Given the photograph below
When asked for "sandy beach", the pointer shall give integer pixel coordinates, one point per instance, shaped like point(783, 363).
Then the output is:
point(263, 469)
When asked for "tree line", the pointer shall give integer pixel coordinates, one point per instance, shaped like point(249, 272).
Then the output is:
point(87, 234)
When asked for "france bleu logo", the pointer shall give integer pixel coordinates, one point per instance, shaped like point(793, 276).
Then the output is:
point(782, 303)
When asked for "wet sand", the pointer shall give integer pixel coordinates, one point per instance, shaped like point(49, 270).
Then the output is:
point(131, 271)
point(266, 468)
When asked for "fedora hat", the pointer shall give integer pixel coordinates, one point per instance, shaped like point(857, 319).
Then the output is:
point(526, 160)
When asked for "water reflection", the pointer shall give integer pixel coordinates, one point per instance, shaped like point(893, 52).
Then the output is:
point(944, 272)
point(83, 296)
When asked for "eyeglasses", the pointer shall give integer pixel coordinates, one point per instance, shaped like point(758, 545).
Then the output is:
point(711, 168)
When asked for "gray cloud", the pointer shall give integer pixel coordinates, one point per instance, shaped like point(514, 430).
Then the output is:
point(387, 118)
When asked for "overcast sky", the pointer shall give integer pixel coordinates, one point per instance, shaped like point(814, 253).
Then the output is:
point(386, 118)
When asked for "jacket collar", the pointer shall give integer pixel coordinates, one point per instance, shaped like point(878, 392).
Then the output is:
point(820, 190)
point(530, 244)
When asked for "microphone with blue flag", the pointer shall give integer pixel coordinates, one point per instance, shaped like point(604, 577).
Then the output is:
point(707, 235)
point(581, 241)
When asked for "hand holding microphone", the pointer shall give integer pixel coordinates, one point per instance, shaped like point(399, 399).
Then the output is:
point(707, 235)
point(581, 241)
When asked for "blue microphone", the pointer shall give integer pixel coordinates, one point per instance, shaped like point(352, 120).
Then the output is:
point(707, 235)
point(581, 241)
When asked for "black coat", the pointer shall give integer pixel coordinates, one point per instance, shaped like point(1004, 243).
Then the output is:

═══

## YOUR TASK
Copy out each line of the records above that includes "blue".

## RESULT
When asked for "microphone with blue flag", the pointer shall give integer pixel coordinates, one point per instance, shaped like point(604, 577).
When asked for "blue microphone", the pointer shall give integer pixel coordinates, one point per instance, shaped like point(352, 120).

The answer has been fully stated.